§ **SOURCE**

The latest "quick algorithm" is fairly simple and could be surely adapted to Scala. But, as you say, we may lose some performance, probably more than 3 us per position.

It could be better to write Scala bindings to the C++ library, but we would still need to convert the position between the two representations. How does Lichess represent positions?

Nevsor commented 2 years ago

My Scala knowledge is not the best, but it seems that Lichess uses a Map[Pos, Piece] to represent the piece positions. Should not be too hard to convert those to bitboards: https://github.com/ornicar/scalachess/blob/master/src/main/scala/variant/Standard.scala

Egroegw commented 2 years ago

What's the current status of this? A quick check every move and a full check on a timeout sounds reasonable.

niklasf commented 2 years ago

What communication mechanism should we use? stdin/stdout similar to bbpPairings should do. Could also create an HTTP API wrapper. Either of those are probably better than FFI or a Scala port.

miguel-ambrona commented 2 years ago

I could help with the implementation of either option. What would be necessary? Can you point to how bbpPairings (or other external services) are integrated into Lichess?

ornicar commented 2 years ago

https://github.com/lichess-org/lila/blob/8c21d7f869cf4cf6933f7cc640154fe09fa4a79b/modules/swiss/src/main/PairingSystem.scala#L27-L39

niklasf commented 2 years ago

Ahh ... mhh ... that doesn't quite look like I expected, since it's using temporary files and reading all output at once.

I assume this detector would do better as a long running process. The old modules/ai (deleted after we switched to fishnet) was an implementation of the UCI protocol. Maybe that's something to go by.

It set up the process like that: https://github.com/lichess-org/lila/blob/8de7364cb470593cc3b85f59408e9f41cc8892ed/modules/ai/src/main/Process.scala

And hooked it up to an actor: https://github.com/lichess-org/lila/blob/8de7364cb470593cc3b85f59408e9f41cc8892ed/modules/ai/src/main/ActorFSM.scala#L16-L19

rpdelaney commented 2 years ago

Would it be useful to have a modified tablebase that includes only those positions where random moves still draw against perfect play? For instance, if black runs out of time but the tablebase lookup shows that random moves by black draw against God, then the game is a draw.

I doubt that would catch every case we'd want to catch, but maybe it could reduce runtime resource consumption by doing some of the computation up front.

miguel-ambrona commented 2 years ago

What positions would you store in such tablebase?

rpdelaney commented 2 years ago

I suppose that I'd drop positions where white has any move that loses AND black has any move that loses. I've never gone plumbing into how tablebases are usually structured, but it would probably be simpler than existing EGTBs since all you need is a fast way to look up a position and find out which side(s) have a necessary draw.

miguel-ambrona commented 2 years ago

But we cannot store every single position (of interest) in a database. There are too many!

We could probably do it for all positions up to 7 pieces, but this won't be very helpful since most positions have more than 7 pieces. Also, the lookup time in such a table could be even take longer than the current quick algorithm.

rpdelaney commented 2 years ago

Yup, lookup would have to be faster than the general solution or there's no point. I suspect quite a bit more than 7 pieces would be do-able since a huge number of branches would get pruned, though.

rpdelaney commented 2 years ago

Also, tablebase lookup need not necessarily be faster than the quick solver. The critical advantage of a tablebase is that if a position is found in it, then the tb is absolutely authoritative about whether the position is a certain draw. So it seems more like an alternative approach to the slow solver.

§ **WHAT YOU SHOULD DO**
Rewrite the thread's passage from "What communication mechanism" to "a Scala port.", substituting "transport mechanism" for "communication mechanism".

§ **ENTRIES SHOWN**
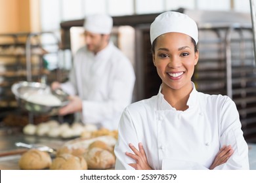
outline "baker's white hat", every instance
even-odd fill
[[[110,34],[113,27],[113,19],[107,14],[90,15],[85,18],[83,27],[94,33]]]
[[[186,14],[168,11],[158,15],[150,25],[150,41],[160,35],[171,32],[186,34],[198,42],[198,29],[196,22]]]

==

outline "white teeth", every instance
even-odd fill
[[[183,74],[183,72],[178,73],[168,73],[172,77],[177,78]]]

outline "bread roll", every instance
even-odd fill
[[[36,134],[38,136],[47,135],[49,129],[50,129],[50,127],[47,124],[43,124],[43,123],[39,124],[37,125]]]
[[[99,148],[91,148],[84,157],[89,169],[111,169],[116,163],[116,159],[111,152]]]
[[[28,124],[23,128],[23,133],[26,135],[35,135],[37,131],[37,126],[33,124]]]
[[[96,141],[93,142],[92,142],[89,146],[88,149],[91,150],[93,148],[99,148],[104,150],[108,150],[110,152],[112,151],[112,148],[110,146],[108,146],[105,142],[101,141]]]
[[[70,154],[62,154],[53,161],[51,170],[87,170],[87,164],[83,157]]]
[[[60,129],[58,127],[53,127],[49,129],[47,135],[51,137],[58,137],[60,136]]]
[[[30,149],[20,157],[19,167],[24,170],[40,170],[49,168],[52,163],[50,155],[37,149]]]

§ **FINISHED EXERCISE**
What transport mechanism should we use? stdin/stdout similar to bbpPairings should do. Could also create an HTTP API wrapper. Either of those are probably better than FFI or a Scala port.